Source extract
◇ ◇ ◇ ◇ ◇

At the top of your head, can you name a list of people you can trust with your life? Can you name a long list of people? Can you count that number with just one hand? Or is your first instinct to go all Game of Thrones and claim you trust no one but yourself?
Well, based on studies, a longer list may mean a longer lifespan.
The Secret to Longevity
In a 2017 TED Talk, psychologist and Wall Street Journal science columnist Susan Pinker read that, in developed and wealthy countries, men were more likely to die before women, and women were more likely to live longer by six to eight years. The only place Pinker found where men live as long as women: in a remote village in the mountains of the Italian island of Sardinia. There, the village has more than 10 times as many centenarians (people who live to be a hundred years old) as North America.
During her research in that area, she found that the secret to their longevity had nothing to do with diets or personality, but their close personal relationships and face-to-face interactions.Twenty-five percent of their longevity had to do with genetics, while other external factors most likely played a role, but most of it was due to social interaction. Women lived longer than men because women were more likely to value social interactions over men during their lifespan.
Then vs. Now
Among the centenarians she interviewed, many of them have a lot of family members to socialize with. In fact, the way the village was constructed in a way that the villagers’ lives constantly intersected, so there was hardly a moment alone outside.
According to Pinker, social importance changed during the Industrial Revolution. In a time where diseases were easily spreading, those who could tried to live away from others until such time it became a norm for most houses. However, the consequence of this now is that more people are more prone to social isolation, especially in developed countries.

◇ ◇ ◇ ◇ ◇

Entries shown
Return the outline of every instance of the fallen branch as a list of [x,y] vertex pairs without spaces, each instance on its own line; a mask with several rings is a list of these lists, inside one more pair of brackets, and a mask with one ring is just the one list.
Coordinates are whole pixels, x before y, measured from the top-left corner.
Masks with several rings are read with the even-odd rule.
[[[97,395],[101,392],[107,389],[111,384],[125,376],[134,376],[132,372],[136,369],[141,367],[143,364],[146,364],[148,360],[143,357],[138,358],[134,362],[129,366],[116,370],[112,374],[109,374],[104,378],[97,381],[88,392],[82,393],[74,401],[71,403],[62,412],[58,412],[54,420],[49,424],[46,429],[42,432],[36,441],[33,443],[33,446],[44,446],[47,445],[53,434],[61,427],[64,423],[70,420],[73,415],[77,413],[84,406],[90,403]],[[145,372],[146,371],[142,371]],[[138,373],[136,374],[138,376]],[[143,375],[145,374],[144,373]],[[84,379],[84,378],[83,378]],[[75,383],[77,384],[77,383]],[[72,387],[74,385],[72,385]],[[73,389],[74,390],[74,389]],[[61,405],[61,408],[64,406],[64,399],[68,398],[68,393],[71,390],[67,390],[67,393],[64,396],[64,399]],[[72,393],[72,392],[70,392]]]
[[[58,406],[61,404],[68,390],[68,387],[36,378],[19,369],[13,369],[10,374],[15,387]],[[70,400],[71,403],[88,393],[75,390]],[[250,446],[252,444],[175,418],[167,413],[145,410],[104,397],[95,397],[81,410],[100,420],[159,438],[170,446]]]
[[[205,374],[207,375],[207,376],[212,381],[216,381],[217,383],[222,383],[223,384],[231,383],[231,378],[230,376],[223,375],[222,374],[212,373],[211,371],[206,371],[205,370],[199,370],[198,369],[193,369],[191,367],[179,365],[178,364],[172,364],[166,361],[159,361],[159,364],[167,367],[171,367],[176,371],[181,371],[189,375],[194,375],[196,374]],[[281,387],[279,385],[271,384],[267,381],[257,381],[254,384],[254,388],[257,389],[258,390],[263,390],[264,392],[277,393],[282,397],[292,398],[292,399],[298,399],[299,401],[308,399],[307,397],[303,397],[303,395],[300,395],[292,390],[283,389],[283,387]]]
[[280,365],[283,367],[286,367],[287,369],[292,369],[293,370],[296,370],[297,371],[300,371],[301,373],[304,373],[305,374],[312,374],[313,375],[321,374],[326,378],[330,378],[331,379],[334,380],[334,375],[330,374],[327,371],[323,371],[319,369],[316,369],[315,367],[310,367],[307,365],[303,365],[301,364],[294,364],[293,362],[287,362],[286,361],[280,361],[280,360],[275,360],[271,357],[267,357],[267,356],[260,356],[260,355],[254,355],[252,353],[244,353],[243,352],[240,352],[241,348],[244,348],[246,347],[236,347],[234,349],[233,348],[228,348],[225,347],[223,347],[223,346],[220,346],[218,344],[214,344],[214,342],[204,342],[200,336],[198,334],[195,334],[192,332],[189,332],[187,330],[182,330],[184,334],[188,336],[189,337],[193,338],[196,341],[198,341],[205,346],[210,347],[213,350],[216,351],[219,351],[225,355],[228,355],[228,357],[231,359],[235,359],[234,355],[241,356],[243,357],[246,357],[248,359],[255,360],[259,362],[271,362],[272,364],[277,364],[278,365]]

◇ ◇ ◇ ◇ ◇

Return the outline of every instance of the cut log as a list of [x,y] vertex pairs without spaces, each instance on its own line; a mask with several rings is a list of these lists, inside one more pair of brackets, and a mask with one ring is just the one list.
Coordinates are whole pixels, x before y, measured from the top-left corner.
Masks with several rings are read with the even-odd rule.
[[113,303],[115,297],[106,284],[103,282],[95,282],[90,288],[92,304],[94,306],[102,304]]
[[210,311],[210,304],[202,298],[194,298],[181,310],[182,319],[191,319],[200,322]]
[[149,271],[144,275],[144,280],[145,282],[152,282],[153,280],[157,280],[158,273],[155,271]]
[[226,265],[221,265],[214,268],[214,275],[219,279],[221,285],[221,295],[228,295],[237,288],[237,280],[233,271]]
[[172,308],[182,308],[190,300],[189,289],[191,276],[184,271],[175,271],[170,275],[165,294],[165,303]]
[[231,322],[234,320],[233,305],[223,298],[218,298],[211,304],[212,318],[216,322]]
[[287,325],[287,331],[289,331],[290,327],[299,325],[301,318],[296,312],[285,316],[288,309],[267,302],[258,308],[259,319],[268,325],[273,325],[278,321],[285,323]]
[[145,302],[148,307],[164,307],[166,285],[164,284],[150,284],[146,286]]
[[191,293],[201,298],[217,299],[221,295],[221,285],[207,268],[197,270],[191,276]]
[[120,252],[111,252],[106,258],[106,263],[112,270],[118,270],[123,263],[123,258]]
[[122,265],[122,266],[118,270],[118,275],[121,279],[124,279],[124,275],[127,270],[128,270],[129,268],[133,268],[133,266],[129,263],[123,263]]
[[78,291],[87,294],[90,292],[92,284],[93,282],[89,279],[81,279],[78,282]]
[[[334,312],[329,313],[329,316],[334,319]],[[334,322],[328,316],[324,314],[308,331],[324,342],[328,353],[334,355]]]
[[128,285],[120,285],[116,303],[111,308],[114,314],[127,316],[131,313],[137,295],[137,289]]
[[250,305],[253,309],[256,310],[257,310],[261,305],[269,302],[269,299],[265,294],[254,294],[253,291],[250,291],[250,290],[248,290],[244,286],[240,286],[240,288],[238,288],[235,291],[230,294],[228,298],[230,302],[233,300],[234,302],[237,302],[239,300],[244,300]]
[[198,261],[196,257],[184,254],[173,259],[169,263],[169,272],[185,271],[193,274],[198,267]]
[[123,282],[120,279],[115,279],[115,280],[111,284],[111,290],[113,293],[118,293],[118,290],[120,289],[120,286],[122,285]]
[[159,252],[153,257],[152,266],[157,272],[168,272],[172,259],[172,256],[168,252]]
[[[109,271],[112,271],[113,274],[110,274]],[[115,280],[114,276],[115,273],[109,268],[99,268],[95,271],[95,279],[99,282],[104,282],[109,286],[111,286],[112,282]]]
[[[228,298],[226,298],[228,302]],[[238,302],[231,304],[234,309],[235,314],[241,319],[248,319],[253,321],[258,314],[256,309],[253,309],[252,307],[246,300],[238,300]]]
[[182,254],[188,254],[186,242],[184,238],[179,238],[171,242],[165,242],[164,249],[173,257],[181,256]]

◇ ◇ ◇ ◇ ◇

In the article on longevity, what share of the Sardinian villagers' longevity did Pinker attribute to genetics?

Task answer
Twenty-five percent.